• _Things to do_
a - In the interview on the EU budget, to what amount did the European Council cut military mobility funding in 2020?
b - Reproduce the interview on the EU budget word for word, everything from "Roberts Zīle: The" down to "and military mobility.".

-- Begin Excerpted text --

The next Multiannual Financial Framework (MFF) negotiations take place in a context of constrained public spending – how can the EU budget be better utilised to maximise value for money in infrastructure investment?
Kamila Gasiuk-Pihowicz: The Connecting Europe Facility (CEF) is the perfect example of how to maximise value for money, as it is already one of the most successful Union funding programmes, allowing us to accelerate integration and invest in projects with high Union added value, such as the Baltic Synchronisation. In the next MFF, its budget has more than doubled confirming the vital role of CEF in supporting strategic infrastructure investments across the Union. The particular thing about CEF is that it de-risks strategic projects that are essential but not immediately commercially viable. By using relatively limited EU funding to unlock national and private capital, it delivers a strong multiplier effect. In a context of constrained public spending, this is exactly the kind of approach the EU budget should prioritise: projects with clear European added value and long-term strategic relevance.
Roberts Zīle: The Council has already started work under the Cypriot Presidency. Under the Treaties the Council has more rights on the MFF than Parliament, so we understand our role. In the Parliament, the vote has been delayed because groups are not yet ready to agree on the numbers and political priorities.
On infrastructure, however, there is broad alignment: the Connecting Europe Facility and military mobility are essential and should be kept at least at the same level. In the Council some Member States always want to reduce. I hope we will not repeat what happened in 2020, when the European Council reduced military mobility from almost €6 billion to €1.7 billion, which is peanuts. It was tendered out very quickly and the money was gone in 2022 and 2023, while the MFF runs to 2027. The Parliament should take a strong position to support CEF and military mobility.

-- End Excerpted text --
-- Begin Extracted records --

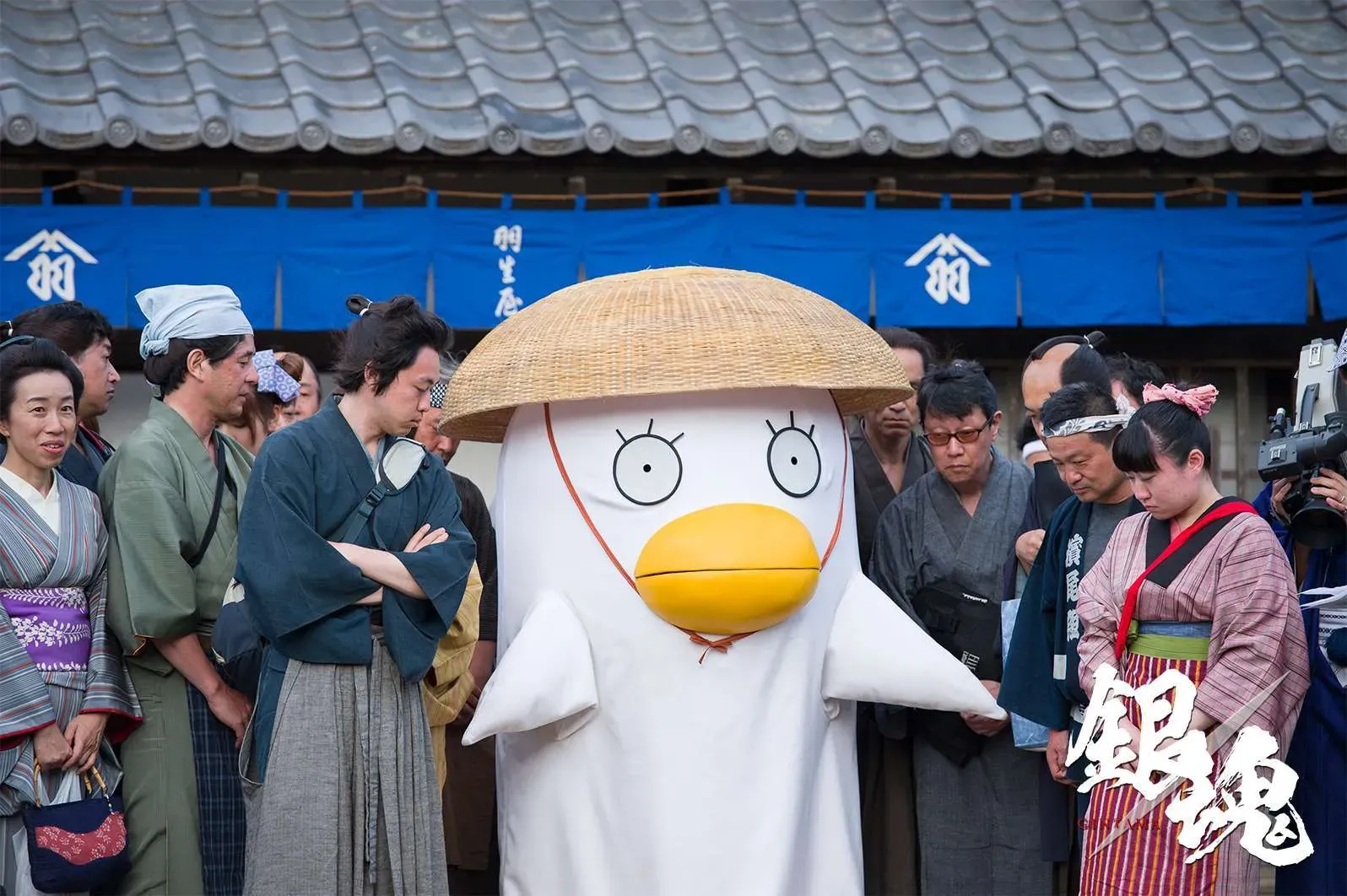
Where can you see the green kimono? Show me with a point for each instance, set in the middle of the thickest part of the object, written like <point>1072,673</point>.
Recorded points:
<point>156,494</point>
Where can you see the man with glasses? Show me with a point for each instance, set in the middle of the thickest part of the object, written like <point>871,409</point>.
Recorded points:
<point>976,794</point>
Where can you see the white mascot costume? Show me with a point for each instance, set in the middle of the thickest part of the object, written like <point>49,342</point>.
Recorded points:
<point>683,620</point>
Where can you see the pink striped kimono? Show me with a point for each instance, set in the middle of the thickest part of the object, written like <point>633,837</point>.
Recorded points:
<point>1241,584</point>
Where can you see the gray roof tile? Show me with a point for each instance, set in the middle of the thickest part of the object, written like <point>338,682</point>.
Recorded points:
<point>1150,67</point>
<point>506,35</point>
<point>1117,11</point>
<point>621,97</point>
<point>1079,96</point>
<point>1331,67</point>
<point>56,58</point>
<point>1025,11</point>
<point>592,38</point>
<point>869,38</point>
<point>269,92</point>
<point>441,93</point>
<point>965,67</point>
<point>670,11</point>
<point>985,94</point>
<point>585,11</point>
<point>809,99</point>
<point>912,96</point>
<point>321,34</point>
<point>623,67</point>
<point>426,63</point>
<point>346,62</point>
<point>955,36</point>
<point>1095,133</point>
<point>1253,67</point>
<point>226,31</point>
<point>131,29</point>
<point>784,38</point>
<point>935,11</point>
<point>696,36</point>
<point>706,67</point>
<point>1071,65</point>
<point>97,45</point>
<point>847,13</point>
<point>517,67</point>
<point>1268,96</point>
<point>166,89</point>
<point>1048,36</point>
<point>1204,11</point>
<point>228,8</point>
<point>533,96</point>
<point>1120,36</point>
<point>1184,94</point>
<point>799,67</point>
<point>46,26</point>
<point>414,34</point>
<point>648,77</point>
<point>77,87</point>
<point>890,67</point>
<point>707,97</point>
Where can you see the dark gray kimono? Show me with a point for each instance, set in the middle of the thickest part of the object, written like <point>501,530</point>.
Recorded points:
<point>978,825</point>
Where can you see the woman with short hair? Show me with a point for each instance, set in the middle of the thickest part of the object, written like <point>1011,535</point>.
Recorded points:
<point>65,695</point>
<point>1197,584</point>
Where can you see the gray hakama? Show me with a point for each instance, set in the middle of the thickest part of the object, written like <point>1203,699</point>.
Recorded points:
<point>372,796</point>
<point>978,825</point>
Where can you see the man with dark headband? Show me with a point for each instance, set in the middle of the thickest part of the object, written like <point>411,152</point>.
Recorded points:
<point>1040,681</point>
<point>1052,364</point>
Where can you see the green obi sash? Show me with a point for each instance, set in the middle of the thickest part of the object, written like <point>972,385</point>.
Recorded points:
<point>1170,640</point>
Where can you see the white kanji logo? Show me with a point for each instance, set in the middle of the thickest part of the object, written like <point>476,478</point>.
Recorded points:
<point>508,237</point>
<point>947,273</point>
<point>51,273</point>
<point>508,302</point>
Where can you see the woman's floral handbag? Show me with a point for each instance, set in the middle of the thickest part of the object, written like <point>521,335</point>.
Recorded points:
<point>79,845</point>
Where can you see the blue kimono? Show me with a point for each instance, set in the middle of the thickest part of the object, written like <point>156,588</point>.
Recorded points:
<point>1317,749</point>
<point>302,593</point>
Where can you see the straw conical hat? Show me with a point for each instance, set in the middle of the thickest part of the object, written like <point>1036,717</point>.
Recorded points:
<point>670,331</point>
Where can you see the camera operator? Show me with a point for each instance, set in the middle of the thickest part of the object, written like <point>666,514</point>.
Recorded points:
<point>1317,748</point>
<point>1328,485</point>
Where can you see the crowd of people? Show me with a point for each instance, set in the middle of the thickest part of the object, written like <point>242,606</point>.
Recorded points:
<point>366,573</point>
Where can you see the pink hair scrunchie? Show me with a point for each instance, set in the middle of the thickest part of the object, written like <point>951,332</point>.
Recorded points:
<point>1198,399</point>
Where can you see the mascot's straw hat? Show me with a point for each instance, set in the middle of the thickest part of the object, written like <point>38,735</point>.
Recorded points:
<point>670,331</point>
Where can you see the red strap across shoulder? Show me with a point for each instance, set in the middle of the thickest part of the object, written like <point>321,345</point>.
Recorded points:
<point>1129,607</point>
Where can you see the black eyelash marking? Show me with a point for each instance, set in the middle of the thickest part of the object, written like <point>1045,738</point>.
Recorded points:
<point>650,430</point>
<point>790,426</point>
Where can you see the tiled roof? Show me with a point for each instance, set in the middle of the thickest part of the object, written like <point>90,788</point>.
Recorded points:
<point>650,77</point>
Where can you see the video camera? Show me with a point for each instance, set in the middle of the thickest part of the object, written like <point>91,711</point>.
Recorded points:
<point>1317,441</point>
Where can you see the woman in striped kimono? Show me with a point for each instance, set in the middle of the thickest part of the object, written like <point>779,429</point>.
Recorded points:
<point>65,697</point>
<point>1197,584</point>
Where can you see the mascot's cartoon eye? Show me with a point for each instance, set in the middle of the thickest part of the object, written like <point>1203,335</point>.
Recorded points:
<point>646,469</point>
<point>793,458</point>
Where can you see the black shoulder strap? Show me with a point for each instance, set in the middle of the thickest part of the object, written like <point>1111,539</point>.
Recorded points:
<point>1157,539</point>
<point>223,476</point>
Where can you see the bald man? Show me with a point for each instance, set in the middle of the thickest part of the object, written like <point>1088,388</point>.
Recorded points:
<point>1052,364</point>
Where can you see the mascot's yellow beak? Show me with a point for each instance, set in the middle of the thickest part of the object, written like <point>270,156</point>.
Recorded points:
<point>729,569</point>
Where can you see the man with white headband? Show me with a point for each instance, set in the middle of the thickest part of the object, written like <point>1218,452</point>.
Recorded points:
<point>171,498</point>
<point>1040,683</point>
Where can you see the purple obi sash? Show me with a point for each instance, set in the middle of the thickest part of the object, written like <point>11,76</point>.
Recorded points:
<point>51,624</point>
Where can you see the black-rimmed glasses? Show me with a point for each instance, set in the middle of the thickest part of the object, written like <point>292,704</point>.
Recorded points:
<point>966,435</point>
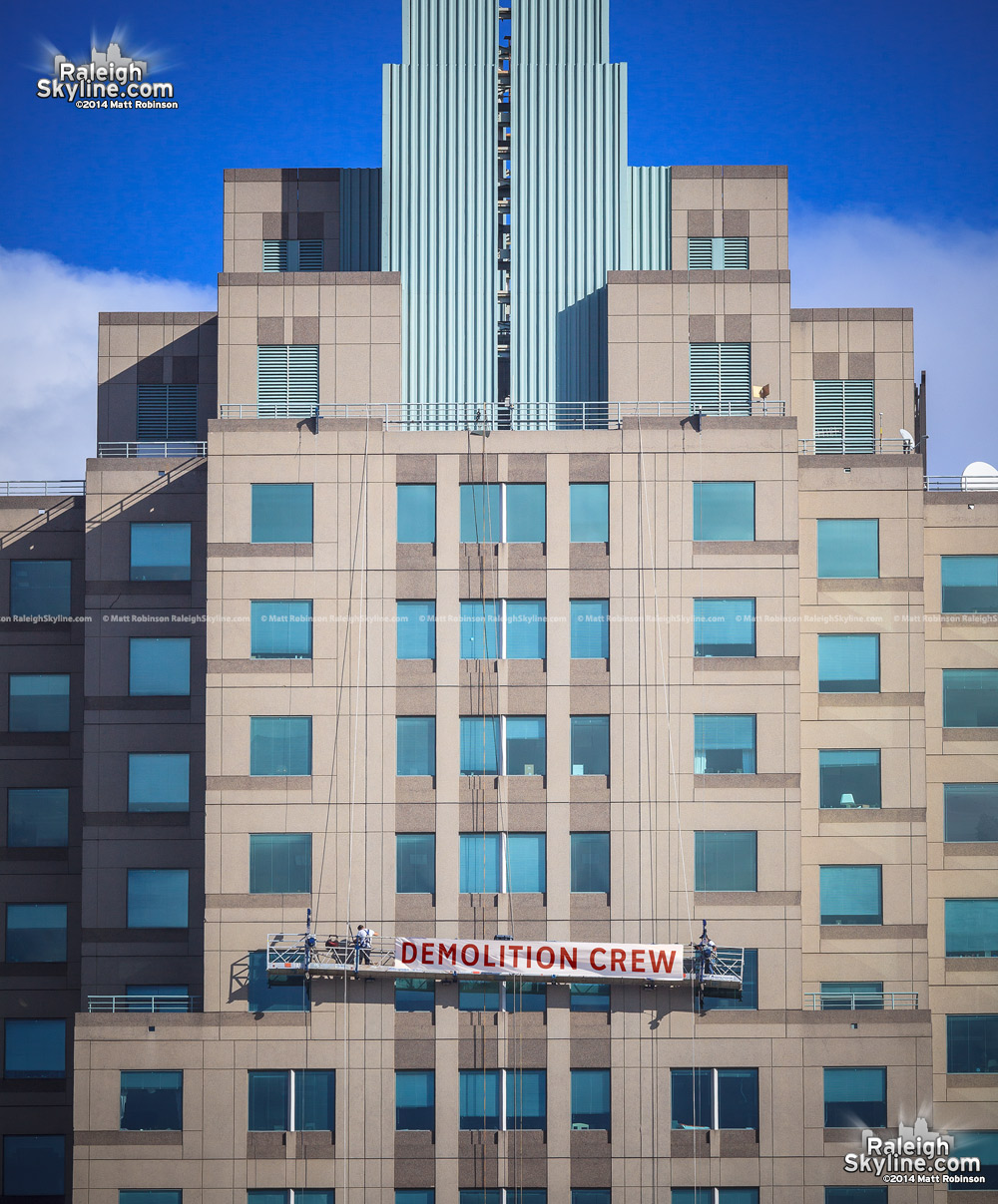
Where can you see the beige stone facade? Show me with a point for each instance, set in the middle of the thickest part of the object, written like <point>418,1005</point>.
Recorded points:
<point>652,686</point>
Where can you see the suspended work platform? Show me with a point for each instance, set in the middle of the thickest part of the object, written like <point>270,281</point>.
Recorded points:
<point>714,972</point>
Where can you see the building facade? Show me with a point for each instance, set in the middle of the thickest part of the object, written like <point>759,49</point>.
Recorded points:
<point>505,556</point>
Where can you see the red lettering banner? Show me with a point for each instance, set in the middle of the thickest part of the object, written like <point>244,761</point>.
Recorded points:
<point>663,964</point>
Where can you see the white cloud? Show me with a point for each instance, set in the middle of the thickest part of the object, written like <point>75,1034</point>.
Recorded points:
<point>48,347</point>
<point>949,274</point>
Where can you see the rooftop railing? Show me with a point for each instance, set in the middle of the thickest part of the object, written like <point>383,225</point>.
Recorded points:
<point>865,1001</point>
<point>41,488</point>
<point>852,444</point>
<point>593,416</point>
<point>116,1003</point>
<point>153,449</point>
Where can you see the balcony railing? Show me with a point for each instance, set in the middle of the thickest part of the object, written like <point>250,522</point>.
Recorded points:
<point>588,416</point>
<point>867,1001</point>
<point>962,483</point>
<point>856,446</point>
<point>158,451</point>
<point>144,1003</point>
<point>41,488</point>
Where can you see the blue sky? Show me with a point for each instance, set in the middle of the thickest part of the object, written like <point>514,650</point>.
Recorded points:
<point>885,112</point>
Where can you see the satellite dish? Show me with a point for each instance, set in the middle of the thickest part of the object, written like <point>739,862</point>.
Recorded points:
<point>979,475</point>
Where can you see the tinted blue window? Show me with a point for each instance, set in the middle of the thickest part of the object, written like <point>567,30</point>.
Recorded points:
<point>280,629</point>
<point>849,548</point>
<point>724,510</point>
<point>725,861</point>
<point>480,514</point>
<point>972,1044</point>
<point>161,552</point>
<point>972,927</point>
<point>269,1102</point>
<point>849,663</point>
<point>281,514</point>
<point>480,865</point>
<point>525,745</point>
<point>969,697</point>
<point>414,995</point>
<point>36,932</point>
<point>279,745</point>
<point>589,507</point>
<point>849,777</point>
<point>590,738</point>
<point>724,627</point>
<point>159,666</point>
<point>724,744</point>
<point>478,995</point>
<point>969,584</point>
<point>279,862</point>
<point>159,781</point>
<point>414,1091</point>
<point>981,1144</point>
<point>525,631</point>
<point>525,521</point>
<point>855,1097</point>
<point>415,631</point>
<point>157,899</point>
<point>748,1001</point>
<point>415,745</point>
<point>970,810</point>
<point>37,818</point>
<point>851,895</point>
<point>526,866</point>
<point>526,1099</point>
<point>591,1099</point>
<point>34,1048</point>
<point>34,1165</point>
<point>416,513</point>
<point>479,744</point>
<point>590,628</point>
<point>590,862</point>
<point>40,588</point>
<point>150,1197</point>
<point>274,993</point>
<point>315,1100</point>
<point>479,631</point>
<point>415,864</point>
<point>39,702</point>
<point>589,996</point>
<point>152,1099</point>
<point>855,1196</point>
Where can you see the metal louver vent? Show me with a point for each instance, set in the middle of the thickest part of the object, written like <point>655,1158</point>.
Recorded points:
<point>286,381</point>
<point>292,254</point>
<point>167,412</point>
<point>842,416</point>
<point>718,254</point>
<point>720,378</point>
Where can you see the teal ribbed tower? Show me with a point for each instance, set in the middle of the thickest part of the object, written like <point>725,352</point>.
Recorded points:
<point>506,199</point>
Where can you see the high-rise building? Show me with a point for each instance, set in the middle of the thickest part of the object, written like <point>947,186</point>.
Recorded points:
<point>505,558</point>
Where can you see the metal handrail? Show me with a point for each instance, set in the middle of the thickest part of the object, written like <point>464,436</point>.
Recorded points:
<point>159,449</point>
<point>958,484</point>
<point>546,417</point>
<point>118,1003</point>
<point>855,444</point>
<point>41,488</point>
<point>873,1001</point>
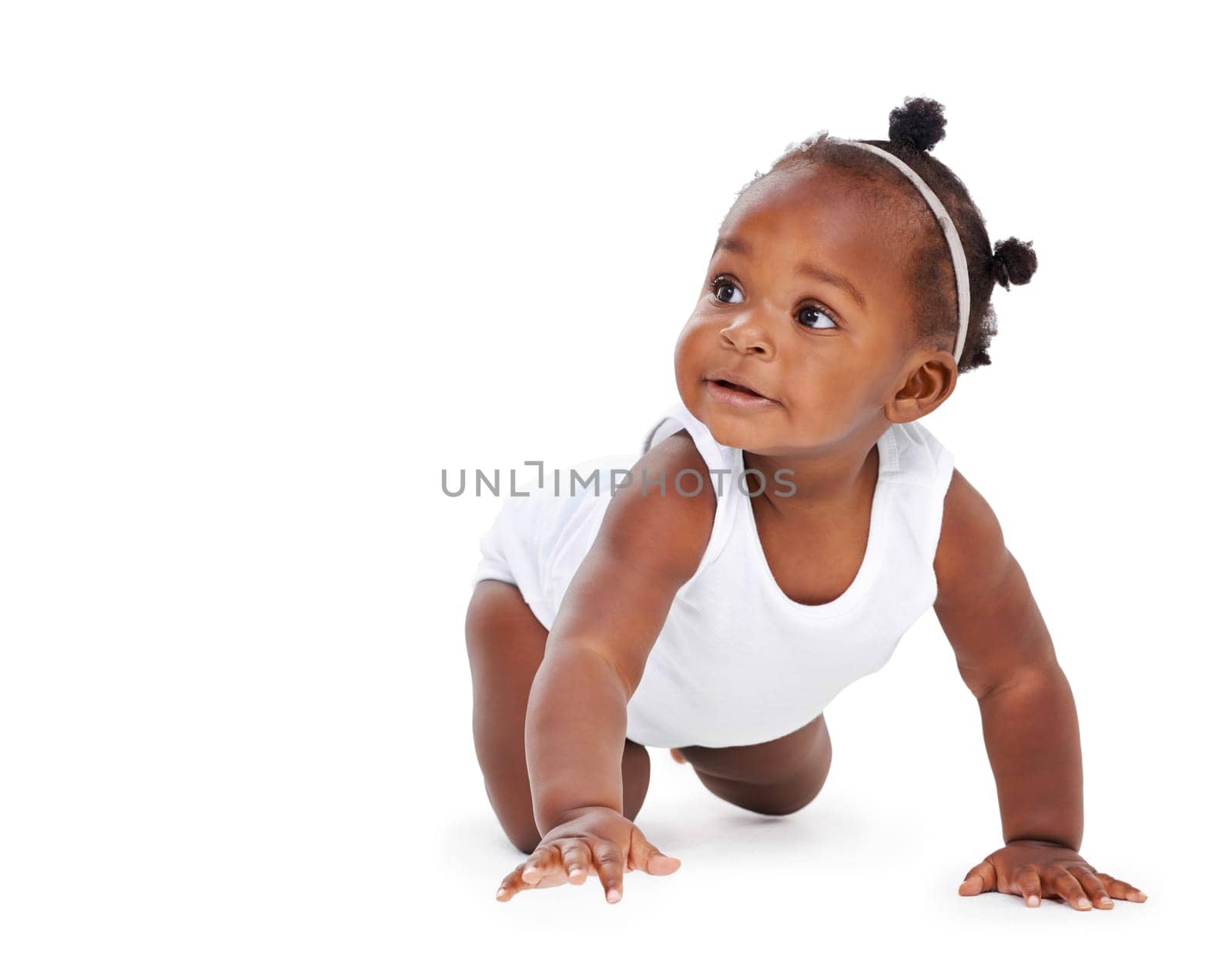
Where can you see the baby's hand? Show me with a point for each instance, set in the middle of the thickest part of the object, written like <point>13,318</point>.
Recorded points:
<point>591,840</point>
<point>1035,869</point>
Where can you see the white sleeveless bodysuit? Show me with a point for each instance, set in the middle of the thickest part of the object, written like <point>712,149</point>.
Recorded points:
<point>738,662</point>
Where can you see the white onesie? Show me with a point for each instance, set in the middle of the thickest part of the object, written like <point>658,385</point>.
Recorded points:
<point>738,662</point>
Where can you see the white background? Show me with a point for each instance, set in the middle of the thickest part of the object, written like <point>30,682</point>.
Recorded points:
<point>266,269</point>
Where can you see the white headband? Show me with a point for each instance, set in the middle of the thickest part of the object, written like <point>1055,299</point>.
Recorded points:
<point>952,236</point>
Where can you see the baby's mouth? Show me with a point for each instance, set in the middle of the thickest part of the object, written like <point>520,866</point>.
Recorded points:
<point>738,388</point>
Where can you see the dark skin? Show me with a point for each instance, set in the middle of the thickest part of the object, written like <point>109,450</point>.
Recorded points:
<point>838,362</point>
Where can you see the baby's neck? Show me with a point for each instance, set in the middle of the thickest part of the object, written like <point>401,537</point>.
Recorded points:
<point>823,483</point>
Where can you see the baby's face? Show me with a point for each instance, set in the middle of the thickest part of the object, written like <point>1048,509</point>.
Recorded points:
<point>827,351</point>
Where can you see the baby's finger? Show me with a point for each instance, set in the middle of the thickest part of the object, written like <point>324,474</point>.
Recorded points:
<point>1124,890</point>
<point>540,863</point>
<point>511,884</point>
<point>647,859</point>
<point>1092,886</point>
<point>610,863</point>
<point>1067,887</point>
<point>1028,886</point>
<point>576,859</point>
<point>981,878</point>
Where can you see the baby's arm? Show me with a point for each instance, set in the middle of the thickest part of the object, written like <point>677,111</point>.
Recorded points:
<point>1030,723</point>
<point>647,547</point>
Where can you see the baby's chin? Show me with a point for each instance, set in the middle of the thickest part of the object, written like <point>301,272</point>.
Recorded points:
<point>742,429</point>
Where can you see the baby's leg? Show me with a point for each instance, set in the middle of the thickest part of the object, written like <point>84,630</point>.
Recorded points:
<point>505,645</point>
<point>772,777</point>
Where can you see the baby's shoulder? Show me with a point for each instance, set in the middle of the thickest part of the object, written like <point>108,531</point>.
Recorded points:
<point>663,515</point>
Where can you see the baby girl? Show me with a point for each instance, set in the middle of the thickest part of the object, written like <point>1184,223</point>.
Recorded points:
<point>782,526</point>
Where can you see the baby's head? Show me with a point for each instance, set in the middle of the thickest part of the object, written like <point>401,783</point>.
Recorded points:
<point>832,293</point>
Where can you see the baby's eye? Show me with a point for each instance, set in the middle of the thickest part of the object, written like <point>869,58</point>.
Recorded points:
<point>721,282</point>
<point>825,314</point>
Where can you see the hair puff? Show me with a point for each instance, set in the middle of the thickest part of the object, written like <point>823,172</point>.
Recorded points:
<point>919,123</point>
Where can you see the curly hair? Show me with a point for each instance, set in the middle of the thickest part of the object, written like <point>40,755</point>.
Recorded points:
<point>915,129</point>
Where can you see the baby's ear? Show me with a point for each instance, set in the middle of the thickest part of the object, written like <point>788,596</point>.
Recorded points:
<point>927,384</point>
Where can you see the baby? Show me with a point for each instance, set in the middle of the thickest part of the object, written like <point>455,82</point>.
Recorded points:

-- End Extracted records --

• _Responses per task_
a - It cut military mobility funding from almost €6 billion to €1.7 billion.

b -
Roberts Zīle: The Council has already started work under the Cypriot Presidency. Under the Treaties the Council has more rights on the MFF than Parliament, so we understand our role. In the Parliament, the vote has been delayed because groups are not yet ready to agree on the numbers and political priorities.
On infrastructure, however, there is broad alignment: the Connecting Europe Facility and military mobility are essential and should be kept at least at the same level. In the Council some Member States always want to reduce. I hope we will not repeat what happened in 2020, when the European Council reduced military mobility from almost €6 billion to €1.7 billion, which is peanuts. It was tendered out very quickly and the money was gone in 2022 and 2023, while the MFF runs to 2027. The Parliament should take a strong position to support CEF and military mobility.